Brief ▸
From the listing below, copy only the lines running from the line that contains "Query: windshield" to the line that contains "Identify the concrete", both included.
------------
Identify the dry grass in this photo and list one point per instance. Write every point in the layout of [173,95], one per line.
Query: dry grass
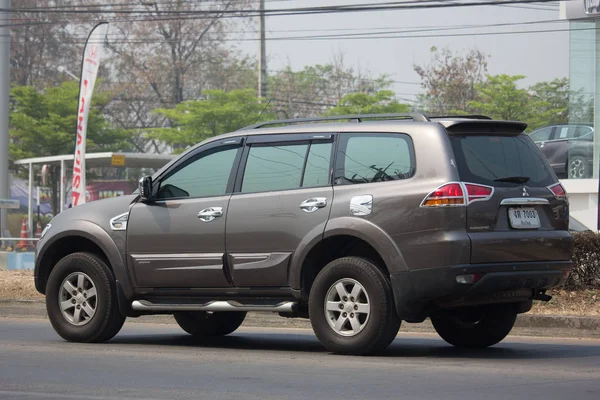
[19,285]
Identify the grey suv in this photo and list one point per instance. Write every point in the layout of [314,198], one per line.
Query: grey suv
[357,225]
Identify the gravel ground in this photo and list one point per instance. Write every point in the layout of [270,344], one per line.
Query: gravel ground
[19,285]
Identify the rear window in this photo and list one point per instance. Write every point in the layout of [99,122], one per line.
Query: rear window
[482,159]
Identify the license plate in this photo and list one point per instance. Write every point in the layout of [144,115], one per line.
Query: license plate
[524,218]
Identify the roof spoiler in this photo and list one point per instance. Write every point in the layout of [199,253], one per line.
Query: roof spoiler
[484,127]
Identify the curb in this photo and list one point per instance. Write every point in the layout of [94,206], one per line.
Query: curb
[526,325]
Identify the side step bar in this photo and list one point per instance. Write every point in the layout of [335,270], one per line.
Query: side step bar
[229,305]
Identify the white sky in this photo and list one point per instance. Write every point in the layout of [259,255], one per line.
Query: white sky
[540,57]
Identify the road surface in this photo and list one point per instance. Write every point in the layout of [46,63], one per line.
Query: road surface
[152,361]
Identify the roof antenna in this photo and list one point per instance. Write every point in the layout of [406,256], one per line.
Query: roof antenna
[259,115]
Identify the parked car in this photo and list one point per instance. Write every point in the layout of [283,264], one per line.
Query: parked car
[568,148]
[356,225]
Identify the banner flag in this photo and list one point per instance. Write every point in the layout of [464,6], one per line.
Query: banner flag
[89,71]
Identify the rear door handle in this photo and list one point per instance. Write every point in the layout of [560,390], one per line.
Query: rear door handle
[313,204]
[209,214]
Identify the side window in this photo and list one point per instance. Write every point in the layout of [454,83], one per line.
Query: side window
[541,135]
[316,172]
[205,176]
[366,158]
[272,168]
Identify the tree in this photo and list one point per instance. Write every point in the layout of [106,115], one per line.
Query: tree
[221,112]
[450,79]
[500,98]
[550,103]
[363,103]
[42,123]
[314,89]
[163,61]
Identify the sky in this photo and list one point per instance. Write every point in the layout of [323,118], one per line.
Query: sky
[538,56]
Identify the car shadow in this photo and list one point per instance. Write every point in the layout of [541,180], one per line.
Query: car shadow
[413,346]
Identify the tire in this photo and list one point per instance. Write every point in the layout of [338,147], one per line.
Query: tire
[83,271]
[370,328]
[475,327]
[210,324]
[578,168]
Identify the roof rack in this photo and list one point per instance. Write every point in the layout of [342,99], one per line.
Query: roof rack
[352,118]
[418,117]
[466,116]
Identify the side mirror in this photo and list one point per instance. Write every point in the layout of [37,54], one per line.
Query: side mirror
[145,188]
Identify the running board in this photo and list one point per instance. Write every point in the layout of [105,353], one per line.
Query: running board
[230,305]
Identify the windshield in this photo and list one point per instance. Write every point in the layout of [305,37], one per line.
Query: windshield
[500,160]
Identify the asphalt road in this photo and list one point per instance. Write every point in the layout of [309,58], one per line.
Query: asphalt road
[152,361]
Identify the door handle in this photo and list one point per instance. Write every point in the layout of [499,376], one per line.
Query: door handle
[313,204]
[209,214]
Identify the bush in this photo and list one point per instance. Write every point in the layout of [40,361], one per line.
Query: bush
[586,259]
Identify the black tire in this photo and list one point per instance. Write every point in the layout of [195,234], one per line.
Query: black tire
[475,327]
[207,324]
[107,320]
[382,324]
[578,168]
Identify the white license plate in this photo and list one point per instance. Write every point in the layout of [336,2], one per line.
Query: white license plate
[524,218]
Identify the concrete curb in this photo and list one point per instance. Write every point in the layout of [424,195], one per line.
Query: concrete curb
[526,325]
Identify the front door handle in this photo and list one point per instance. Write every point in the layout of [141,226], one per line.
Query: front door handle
[209,214]
[313,204]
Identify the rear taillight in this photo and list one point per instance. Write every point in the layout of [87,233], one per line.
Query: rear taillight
[558,191]
[450,194]
[457,194]
[478,192]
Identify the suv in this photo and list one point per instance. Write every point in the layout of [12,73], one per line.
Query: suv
[356,225]
[568,148]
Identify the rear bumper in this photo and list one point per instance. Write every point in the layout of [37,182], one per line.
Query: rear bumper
[416,291]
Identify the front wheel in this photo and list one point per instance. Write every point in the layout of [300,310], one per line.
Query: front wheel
[206,323]
[81,299]
[475,327]
[351,307]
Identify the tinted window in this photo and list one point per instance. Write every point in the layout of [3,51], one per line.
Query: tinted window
[365,158]
[481,159]
[203,177]
[541,135]
[317,166]
[274,168]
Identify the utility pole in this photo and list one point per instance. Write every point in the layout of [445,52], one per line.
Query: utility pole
[262,55]
[4,94]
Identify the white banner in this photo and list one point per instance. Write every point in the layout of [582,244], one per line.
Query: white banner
[89,71]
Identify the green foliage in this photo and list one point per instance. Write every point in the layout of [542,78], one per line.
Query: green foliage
[43,123]
[586,257]
[362,103]
[221,112]
[500,98]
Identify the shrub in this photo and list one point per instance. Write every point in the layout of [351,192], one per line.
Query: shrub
[586,259]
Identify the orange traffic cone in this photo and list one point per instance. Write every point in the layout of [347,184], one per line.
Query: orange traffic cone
[22,245]
[38,230]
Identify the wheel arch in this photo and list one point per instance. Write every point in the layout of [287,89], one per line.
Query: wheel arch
[84,236]
[345,236]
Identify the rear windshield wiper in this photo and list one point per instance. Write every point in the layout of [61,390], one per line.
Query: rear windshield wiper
[515,179]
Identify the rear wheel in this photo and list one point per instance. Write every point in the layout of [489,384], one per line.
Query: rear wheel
[351,307]
[206,323]
[475,327]
[81,299]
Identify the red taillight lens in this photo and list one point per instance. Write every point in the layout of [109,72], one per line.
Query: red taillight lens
[478,192]
[558,191]
[450,194]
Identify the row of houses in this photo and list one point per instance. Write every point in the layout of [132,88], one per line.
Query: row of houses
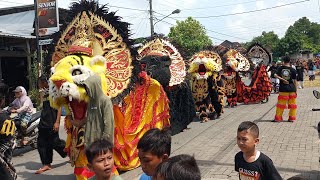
[18,45]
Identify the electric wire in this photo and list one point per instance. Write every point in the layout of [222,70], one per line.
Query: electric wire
[246,12]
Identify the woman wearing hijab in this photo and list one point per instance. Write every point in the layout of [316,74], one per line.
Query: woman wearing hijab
[23,106]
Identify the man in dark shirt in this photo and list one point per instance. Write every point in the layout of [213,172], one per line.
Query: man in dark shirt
[249,162]
[287,89]
[48,138]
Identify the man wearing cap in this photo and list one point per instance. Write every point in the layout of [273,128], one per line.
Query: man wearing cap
[23,106]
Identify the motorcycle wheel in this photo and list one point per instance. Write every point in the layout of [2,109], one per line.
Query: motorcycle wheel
[34,145]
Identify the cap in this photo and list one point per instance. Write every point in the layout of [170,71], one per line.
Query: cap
[18,89]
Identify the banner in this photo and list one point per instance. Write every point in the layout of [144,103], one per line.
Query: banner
[48,17]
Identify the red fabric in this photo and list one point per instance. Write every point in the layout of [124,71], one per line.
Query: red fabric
[292,118]
[281,106]
[292,96]
[83,171]
[259,89]
[292,106]
[283,97]
[278,118]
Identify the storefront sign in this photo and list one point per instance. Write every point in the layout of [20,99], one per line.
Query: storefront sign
[48,17]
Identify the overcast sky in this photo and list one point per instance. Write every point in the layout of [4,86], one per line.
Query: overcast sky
[241,26]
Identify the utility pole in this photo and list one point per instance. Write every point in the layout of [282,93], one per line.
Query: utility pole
[151,18]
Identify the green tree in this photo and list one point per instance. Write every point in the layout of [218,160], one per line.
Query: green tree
[269,40]
[189,35]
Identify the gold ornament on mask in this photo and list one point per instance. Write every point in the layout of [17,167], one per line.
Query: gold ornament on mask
[91,35]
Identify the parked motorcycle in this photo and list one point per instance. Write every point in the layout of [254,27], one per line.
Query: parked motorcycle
[316,95]
[30,134]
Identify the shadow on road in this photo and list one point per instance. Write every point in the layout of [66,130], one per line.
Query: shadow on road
[308,175]
[27,175]
[21,151]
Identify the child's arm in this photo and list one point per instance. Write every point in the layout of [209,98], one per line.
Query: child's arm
[270,170]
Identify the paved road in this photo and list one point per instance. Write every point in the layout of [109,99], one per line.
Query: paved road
[294,147]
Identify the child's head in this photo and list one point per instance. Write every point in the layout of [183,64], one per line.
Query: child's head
[100,158]
[178,167]
[247,136]
[286,59]
[42,82]
[154,147]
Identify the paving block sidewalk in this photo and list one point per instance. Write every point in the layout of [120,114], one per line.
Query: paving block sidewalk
[293,147]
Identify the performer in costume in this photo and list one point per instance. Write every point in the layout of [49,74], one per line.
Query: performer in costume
[96,42]
[235,63]
[207,86]
[260,87]
[163,62]
[89,49]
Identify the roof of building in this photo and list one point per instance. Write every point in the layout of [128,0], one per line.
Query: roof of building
[19,25]
[18,21]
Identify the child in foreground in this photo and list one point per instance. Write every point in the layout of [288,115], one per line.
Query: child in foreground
[100,160]
[154,147]
[249,162]
[178,167]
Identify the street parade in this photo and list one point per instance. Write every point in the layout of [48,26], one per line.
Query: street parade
[100,103]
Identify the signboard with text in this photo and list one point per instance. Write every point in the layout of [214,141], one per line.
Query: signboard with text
[48,17]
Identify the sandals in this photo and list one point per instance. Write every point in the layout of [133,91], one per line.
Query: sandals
[43,169]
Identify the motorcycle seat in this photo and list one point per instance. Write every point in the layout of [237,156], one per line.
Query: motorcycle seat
[34,117]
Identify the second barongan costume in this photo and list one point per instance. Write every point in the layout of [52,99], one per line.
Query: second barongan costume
[96,45]
[206,84]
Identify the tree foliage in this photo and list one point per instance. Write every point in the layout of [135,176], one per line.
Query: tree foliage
[302,35]
[189,35]
[269,40]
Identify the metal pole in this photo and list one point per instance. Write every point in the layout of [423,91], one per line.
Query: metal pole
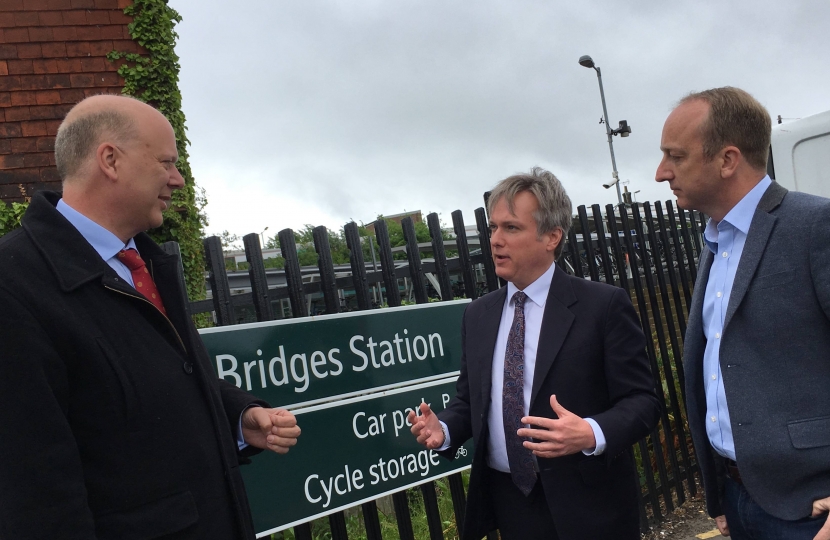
[610,137]
[375,291]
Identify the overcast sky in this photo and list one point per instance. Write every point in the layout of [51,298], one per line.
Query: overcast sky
[320,112]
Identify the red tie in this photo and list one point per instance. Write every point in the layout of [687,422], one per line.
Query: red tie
[141,277]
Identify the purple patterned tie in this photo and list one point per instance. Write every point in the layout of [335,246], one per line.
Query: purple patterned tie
[519,457]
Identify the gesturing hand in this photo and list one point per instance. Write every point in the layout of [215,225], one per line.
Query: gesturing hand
[568,434]
[723,527]
[270,429]
[426,428]
[822,506]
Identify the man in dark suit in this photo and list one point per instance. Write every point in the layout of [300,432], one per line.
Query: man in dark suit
[114,425]
[758,340]
[554,389]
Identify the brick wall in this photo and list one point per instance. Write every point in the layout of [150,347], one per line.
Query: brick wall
[52,55]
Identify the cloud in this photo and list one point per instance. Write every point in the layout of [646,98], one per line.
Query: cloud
[319,112]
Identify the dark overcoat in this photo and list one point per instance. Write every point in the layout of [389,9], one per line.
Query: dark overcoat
[114,425]
[592,355]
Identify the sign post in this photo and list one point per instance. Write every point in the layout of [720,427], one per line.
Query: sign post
[351,379]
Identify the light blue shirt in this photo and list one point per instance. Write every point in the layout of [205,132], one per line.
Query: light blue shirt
[102,240]
[534,309]
[108,245]
[726,241]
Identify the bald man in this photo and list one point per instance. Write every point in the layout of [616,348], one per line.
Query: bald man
[113,423]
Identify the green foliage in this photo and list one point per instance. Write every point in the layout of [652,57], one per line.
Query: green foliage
[10,215]
[154,79]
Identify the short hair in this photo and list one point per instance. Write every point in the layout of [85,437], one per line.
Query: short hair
[79,137]
[735,118]
[555,210]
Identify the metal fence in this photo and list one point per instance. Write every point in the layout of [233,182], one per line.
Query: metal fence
[651,255]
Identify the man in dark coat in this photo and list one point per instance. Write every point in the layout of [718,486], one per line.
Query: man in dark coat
[554,389]
[758,340]
[113,423]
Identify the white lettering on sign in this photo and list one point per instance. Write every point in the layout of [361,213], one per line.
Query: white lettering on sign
[324,490]
[301,369]
[368,427]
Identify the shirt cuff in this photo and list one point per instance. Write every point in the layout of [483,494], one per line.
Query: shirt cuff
[599,437]
[240,440]
[446,444]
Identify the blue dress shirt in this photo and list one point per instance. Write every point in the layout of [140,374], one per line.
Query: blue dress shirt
[108,245]
[102,240]
[726,241]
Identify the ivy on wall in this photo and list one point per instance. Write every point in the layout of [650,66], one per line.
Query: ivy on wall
[10,215]
[153,78]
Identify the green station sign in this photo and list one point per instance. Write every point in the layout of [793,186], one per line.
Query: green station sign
[350,451]
[299,362]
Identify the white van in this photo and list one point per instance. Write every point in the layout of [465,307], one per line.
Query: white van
[799,156]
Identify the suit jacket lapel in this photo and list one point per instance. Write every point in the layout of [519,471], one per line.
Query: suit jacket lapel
[486,334]
[556,323]
[756,242]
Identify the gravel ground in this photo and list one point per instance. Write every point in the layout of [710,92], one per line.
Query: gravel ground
[687,522]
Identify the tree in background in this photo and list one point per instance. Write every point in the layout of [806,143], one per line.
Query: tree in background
[307,255]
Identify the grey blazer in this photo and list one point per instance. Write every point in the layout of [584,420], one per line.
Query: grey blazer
[775,359]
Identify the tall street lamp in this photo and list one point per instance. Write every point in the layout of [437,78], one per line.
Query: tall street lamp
[624,130]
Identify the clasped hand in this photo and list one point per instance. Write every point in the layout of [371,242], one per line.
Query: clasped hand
[270,429]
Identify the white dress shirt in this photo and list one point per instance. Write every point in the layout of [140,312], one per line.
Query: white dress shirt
[534,309]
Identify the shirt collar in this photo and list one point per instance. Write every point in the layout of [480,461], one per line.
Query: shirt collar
[740,217]
[537,291]
[103,241]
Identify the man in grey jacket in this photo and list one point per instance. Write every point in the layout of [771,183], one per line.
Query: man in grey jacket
[757,346]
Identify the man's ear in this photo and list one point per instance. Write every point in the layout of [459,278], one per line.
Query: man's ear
[554,238]
[731,157]
[106,159]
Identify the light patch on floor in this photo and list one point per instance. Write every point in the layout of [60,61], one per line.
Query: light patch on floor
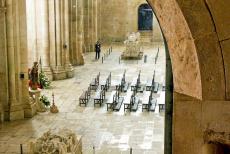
[109,132]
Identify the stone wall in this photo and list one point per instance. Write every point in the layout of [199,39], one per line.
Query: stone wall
[122,17]
[198,39]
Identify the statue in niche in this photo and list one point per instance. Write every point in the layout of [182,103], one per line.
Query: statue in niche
[33,76]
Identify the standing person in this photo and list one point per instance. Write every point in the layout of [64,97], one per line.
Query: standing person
[97,49]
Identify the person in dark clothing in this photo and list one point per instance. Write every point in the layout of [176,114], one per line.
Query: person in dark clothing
[97,49]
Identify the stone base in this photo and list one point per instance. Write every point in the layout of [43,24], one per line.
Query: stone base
[30,110]
[16,113]
[59,73]
[69,71]
[48,72]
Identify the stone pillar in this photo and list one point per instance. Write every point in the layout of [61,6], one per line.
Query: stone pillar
[4,109]
[91,25]
[58,68]
[99,19]
[80,58]
[66,45]
[42,29]
[16,111]
[94,22]
[28,105]
[86,26]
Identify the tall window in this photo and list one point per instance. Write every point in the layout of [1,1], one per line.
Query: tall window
[145,17]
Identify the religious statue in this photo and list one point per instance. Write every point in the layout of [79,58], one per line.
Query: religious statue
[33,76]
[53,108]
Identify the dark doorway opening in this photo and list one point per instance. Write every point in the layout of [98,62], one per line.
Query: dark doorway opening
[145,17]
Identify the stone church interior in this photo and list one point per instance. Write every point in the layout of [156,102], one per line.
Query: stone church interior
[115,76]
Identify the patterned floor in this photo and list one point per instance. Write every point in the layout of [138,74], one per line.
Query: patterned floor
[108,132]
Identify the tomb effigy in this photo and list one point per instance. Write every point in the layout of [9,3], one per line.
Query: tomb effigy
[63,142]
[132,47]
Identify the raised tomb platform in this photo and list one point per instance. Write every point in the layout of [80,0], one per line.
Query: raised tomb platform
[133,49]
[62,142]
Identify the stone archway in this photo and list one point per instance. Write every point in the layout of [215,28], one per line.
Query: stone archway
[198,43]
[145,17]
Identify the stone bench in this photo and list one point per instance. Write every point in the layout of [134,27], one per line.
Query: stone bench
[85,96]
[99,97]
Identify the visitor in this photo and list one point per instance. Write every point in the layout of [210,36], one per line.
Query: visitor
[97,49]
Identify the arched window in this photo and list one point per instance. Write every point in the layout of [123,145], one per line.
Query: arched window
[145,17]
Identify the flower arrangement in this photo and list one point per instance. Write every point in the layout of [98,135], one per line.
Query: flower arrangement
[44,80]
[44,99]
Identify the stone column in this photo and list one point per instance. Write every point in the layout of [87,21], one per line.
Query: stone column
[80,59]
[86,25]
[66,45]
[91,25]
[16,111]
[3,62]
[28,105]
[94,22]
[42,29]
[58,68]
[99,19]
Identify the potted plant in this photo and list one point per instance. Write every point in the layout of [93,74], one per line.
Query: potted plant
[44,99]
[44,81]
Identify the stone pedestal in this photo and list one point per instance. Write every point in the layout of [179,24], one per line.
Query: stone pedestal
[35,94]
[132,51]
[69,71]
[133,47]
[16,111]
[1,114]
[59,73]
[30,109]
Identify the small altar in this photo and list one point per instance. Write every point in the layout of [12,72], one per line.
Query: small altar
[133,48]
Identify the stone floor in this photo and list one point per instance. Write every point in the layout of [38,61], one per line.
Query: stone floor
[108,132]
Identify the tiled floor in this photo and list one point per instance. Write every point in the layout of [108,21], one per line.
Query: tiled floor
[108,132]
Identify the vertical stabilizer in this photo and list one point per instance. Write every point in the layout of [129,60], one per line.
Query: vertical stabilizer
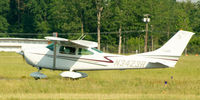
[170,52]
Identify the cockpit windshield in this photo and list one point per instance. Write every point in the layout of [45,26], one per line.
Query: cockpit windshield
[50,46]
[97,50]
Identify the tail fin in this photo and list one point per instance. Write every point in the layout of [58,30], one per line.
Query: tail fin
[170,52]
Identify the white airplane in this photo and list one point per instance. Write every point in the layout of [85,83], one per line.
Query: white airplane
[81,55]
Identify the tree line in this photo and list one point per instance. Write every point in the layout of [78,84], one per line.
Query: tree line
[118,22]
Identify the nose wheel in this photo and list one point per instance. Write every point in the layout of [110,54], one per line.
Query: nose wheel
[37,75]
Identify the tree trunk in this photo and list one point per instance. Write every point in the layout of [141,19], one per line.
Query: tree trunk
[120,40]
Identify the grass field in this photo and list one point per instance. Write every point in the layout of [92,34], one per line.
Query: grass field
[183,82]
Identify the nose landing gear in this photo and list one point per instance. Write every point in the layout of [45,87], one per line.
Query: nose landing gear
[37,75]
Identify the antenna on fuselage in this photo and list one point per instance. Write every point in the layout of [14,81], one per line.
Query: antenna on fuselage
[55,34]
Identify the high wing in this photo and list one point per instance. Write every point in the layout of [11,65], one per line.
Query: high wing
[73,43]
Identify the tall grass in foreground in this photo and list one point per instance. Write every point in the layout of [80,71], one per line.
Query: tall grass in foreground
[181,82]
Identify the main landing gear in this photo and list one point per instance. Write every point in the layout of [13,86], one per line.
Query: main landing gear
[37,75]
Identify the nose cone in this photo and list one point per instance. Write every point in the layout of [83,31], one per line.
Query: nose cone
[21,53]
[28,57]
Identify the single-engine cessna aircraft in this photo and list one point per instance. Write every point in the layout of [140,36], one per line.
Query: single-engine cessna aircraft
[81,55]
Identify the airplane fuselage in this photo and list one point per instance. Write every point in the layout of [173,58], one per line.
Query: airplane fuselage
[43,58]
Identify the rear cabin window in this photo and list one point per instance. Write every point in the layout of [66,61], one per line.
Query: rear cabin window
[50,46]
[82,51]
[67,50]
[97,50]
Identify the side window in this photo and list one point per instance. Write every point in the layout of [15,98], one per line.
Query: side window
[50,46]
[82,51]
[67,50]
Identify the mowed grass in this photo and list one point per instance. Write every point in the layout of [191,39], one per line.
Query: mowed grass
[183,82]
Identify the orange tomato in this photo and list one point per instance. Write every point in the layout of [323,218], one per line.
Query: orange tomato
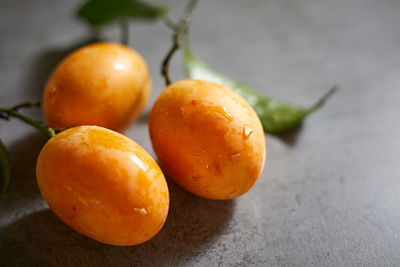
[104,84]
[207,138]
[103,185]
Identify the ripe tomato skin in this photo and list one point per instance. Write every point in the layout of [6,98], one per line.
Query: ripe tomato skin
[103,185]
[207,138]
[103,84]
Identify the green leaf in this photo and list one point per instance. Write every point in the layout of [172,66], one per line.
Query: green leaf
[100,12]
[5,169]
[276,116]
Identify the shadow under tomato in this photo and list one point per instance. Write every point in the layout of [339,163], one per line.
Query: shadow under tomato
[41,239]
[23,156]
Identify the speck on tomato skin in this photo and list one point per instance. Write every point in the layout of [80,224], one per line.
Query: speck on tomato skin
[217,122]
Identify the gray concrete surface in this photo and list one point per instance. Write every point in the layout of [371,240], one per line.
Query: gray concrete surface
[329,195]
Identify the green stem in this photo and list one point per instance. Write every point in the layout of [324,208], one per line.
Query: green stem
[13,112]
[5,168]
[179,30]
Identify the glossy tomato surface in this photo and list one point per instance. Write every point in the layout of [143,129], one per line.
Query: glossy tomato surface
[103,185]
[207,138]
[104,84]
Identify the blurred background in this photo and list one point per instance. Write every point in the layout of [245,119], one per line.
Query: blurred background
[329,193]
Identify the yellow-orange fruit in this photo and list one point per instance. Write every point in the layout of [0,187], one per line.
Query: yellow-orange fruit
[103,185]
[207,138]
[104,84]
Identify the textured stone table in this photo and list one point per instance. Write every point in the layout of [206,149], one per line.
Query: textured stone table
[329,195]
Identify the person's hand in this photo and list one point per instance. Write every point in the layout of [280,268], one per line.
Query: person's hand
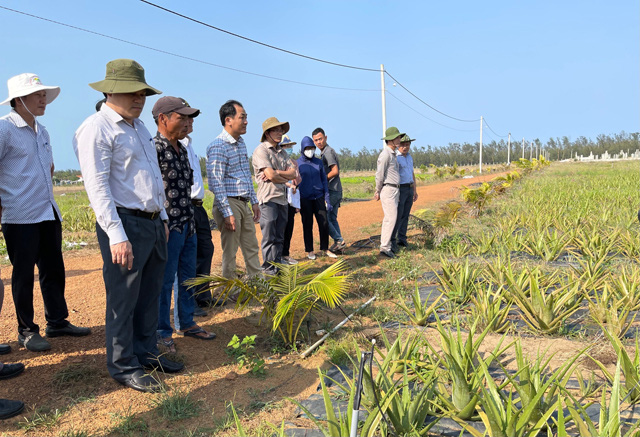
[256,212]
[122,254]
[230,223]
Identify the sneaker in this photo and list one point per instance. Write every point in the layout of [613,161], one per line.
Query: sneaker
[34,342]
[289,260]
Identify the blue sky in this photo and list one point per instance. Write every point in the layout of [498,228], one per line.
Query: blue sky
[536,69]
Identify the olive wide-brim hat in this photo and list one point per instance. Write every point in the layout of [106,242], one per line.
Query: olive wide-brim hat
[392,133]
[272,122]
[124,76]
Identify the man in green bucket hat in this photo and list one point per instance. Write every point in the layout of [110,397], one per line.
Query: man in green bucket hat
[388,187]
[119,164]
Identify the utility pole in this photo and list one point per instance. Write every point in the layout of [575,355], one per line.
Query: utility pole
[384,104]
[481,121]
------------
Solution to the problem ▸
Query: windshield
[500,160]
Identify the asphalt road in this photo and list one point per instance. Write every point in the layout of [309,58], one per line.
Query: asphalt road
[152,361]
Identify the door handle in this photo and list one point per instance. Write every point in the layout of [499,376], one per line.
Query: door handle
[313,204]
[209,214]
Identify the bush in this photo and list one point per instance. Write every point in the layout of [40,361], one per line.
Query: bush
[586,259]
Identify the black tire in this photo and list one point per instance. Write every point in the layout of [195,234], one per line.
Query: black tire
[475,327]
[207,324]
[107,320]
[382,324]
[578,168]
Identify the white license plate in this photo and list one point per instance. Write every point in the layout of [336,2], one per line.
Query: white license plate
[524,218]
Identify the concrete curb in this photo and list one point per instance. Write every point in the layout of [424,195], one per line.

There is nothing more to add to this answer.